** Given text follows **

One of the most important medieval surgeons, also known as Teodorico dei Borgognoni, Teodorico of Lucca, and Teodorico of Cervia, Theodoric Borgognoni was born in Lucca (Tuscany) in 1205. He was the last of the five children of the Luccan surgeon Ugo Borgognoni (d. c. 1259).
Theodoric was a medieval Italian surgeon who anticipated Henri de Mondeville, Paracelsus and Lord Joseph Lister in suggesting that cleanliness was of major importance in wound healing.
Theodoric moved to Bologna in 1214 when his father was hired as town physician, possibly at the instigation of count Rodolfo Borgognoni.
Theodoric learned the art of surgery from his father, an art he exercised with notable success both inside and outside the monastery. Though he joined the Dominican Order and later became a bishop, Theodoric continued to practice surgery and composed a textbook on the subject.
He compiled a Surgery in 1267 in which he proposed that the common practice of promoting suppuration in a wound by probing, packing and dressing was worse than useless. Indeed, he recommends that ‘all wound except bruises ought to be dried out’.
Theodoric Borgognoni was also an advocate of anesthesia and there is evidence that attempts were made to induce a state of unconsciousness to allow surgery to be carried out. Opiates and other plant extracts, including hemlock were soaked into a sponge which was then held under a patient’s nose.

** End of Given text **

## Problems and tasks:
#1 From the Theodoric Borgognoni text, please reproduce the part that begins at the words "Theodoric was a" and stops after "count Rodolfo Borgognoni.".
#2 Answer these from the Theodoric Borgognoni text:
(a) In what year was he born?
(b) To which city did he move in 1214?
(c) In what year did he compile his Surgery?

** Given information follows **

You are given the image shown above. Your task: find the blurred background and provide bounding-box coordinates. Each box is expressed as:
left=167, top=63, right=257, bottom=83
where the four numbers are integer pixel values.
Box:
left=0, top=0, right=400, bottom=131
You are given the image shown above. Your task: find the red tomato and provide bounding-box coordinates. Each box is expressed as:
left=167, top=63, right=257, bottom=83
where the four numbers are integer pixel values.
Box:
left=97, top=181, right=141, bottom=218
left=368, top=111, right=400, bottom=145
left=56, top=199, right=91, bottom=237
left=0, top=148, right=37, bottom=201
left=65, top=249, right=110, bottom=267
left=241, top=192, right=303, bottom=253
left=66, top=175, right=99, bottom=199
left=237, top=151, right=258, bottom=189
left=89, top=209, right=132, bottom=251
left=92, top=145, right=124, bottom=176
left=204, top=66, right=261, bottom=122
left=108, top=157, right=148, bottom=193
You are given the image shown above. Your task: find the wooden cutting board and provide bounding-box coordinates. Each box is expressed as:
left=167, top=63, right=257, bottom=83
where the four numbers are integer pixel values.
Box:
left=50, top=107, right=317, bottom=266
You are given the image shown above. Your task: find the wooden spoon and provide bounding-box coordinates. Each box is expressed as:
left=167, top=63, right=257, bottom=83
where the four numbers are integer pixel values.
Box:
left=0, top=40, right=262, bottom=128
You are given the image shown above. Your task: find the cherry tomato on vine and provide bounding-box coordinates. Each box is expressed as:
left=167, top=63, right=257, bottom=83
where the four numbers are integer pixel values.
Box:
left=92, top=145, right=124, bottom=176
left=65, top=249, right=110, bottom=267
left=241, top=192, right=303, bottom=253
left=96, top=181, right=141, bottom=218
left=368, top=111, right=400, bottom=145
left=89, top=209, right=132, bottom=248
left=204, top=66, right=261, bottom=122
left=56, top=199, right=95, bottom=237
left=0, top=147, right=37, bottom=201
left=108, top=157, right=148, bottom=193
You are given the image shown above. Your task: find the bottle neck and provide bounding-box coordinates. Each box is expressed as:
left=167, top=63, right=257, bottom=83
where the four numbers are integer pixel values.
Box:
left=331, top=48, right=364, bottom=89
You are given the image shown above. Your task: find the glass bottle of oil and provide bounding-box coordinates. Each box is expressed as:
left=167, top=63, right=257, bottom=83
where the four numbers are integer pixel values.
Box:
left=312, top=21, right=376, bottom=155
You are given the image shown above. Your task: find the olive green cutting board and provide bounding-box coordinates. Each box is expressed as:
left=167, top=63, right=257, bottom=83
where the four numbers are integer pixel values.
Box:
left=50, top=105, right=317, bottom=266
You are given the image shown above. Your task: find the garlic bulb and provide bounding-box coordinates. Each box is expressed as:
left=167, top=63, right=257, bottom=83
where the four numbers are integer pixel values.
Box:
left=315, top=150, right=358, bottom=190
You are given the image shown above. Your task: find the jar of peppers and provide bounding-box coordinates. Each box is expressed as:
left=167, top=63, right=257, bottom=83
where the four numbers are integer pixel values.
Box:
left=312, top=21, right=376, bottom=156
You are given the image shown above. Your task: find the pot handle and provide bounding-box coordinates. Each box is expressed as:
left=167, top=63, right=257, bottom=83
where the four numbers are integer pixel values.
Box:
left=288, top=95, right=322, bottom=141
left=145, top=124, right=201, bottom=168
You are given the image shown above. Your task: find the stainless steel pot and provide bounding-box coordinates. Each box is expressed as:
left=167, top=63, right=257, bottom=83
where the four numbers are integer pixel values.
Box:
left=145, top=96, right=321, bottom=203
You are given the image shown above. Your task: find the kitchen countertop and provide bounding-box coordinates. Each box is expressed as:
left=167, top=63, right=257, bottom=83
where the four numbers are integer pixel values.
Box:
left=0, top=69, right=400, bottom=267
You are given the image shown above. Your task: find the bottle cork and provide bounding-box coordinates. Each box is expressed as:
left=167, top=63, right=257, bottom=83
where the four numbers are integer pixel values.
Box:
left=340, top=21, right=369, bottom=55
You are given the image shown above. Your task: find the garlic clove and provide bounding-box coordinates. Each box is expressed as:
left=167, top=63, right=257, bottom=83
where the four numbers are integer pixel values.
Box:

** End of Given information **

## Responses in order:
#1
Theodoric was a medieval Italian surgeon who anticipated Henri de Mondeville, Paracelsus and Lord Joseph Lister in suggesting that cleanliness was of major importance in wound healing.
Theodoric moved to Bologna in 1214 when his father was hired as town physician, possibly at the instigation of count Rodolfo Borgognoni.

#2
(a) 1205
(b) Bologna
(c) 1267